§ **WHAT TO PRODUCE**
Rewrite the rows below with "instance" replaced by "object" wherever it occurs, leaving everything else unchanged.

§ **INPUT RECORDS**
___
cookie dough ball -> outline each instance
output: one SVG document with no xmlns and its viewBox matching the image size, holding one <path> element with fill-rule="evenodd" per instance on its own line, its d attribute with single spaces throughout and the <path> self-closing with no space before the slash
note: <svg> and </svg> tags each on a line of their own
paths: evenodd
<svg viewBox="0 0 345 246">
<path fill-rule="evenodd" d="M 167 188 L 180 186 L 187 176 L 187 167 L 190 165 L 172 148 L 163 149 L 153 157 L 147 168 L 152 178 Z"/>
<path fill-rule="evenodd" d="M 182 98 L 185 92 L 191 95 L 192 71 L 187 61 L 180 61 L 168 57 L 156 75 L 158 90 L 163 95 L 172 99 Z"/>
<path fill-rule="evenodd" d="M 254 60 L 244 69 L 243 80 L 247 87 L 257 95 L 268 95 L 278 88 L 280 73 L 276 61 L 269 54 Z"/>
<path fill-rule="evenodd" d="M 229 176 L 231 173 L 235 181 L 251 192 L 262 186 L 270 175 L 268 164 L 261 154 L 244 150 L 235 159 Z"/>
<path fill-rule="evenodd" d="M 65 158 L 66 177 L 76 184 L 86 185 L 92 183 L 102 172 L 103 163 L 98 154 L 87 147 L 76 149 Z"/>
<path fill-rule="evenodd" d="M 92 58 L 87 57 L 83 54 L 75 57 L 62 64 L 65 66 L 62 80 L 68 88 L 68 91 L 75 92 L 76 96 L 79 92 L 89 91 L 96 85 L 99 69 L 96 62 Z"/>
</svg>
___
§ **REPLY**
cookie dough ball -> outline each object
output: one SVG document with no xmlns and its viewBox matching the image size, holding one <path> element with fill-rule="evenodd" per object on its own line, its d attribute with single spaces throughout and the <path> self-closing with no space before the slash
note: <svg> and </svg> tags each on a line of their own
paths: evenodd
<svg viewBox="0 0 345 246">
<path fill-rule="evenodd" d="M 167 188 L 180 186 L 187 176 L 187 167 L 190 165 L 172 148 L 163 149 L 153 157 L 147 168 L 152 178 Z"/>
<path fill-rule="evenodd" d="M 182 98 L 185 92 L 191 95 L 192 71 L 187 61 L 180 61 L 168 57 L 156 75 L 158 90 L 163 95 L 172 99 Z"/>
<path fill-rule="evenodd" d="M 254 60 L 244 69 L 243 80 L 247 87 L 257 95 L 268 95 L 278 88 L 280 73 L 276 61 L 269 54 Z"/>
<path fill-rule="evenodd" d="M 229 176 L 231 173 L 235 181 L 251 192 L 262 186 L 270 175 L 268 164 L 261 154 L 244 150 L 235 159 Z"/>
<path fill-rule="evenodd" d="M 65 158 L 66 177 L 76 184 L 86 185 L 92 183 L 102 172 L 103 163 L 98 154 L 87 147 L 76 149 Z"/>
<path fill-rule="evenodd" d="M 92 58 L 87 57 L 83 54 L 75 57 L 62 64 L 65 66 L 62 80 L 68 88 L 68 91 L 75 92 L 76 96 L 79 92 L 89 91 L 96 85 L 99 69 L 96 62 Z"/>
</svg>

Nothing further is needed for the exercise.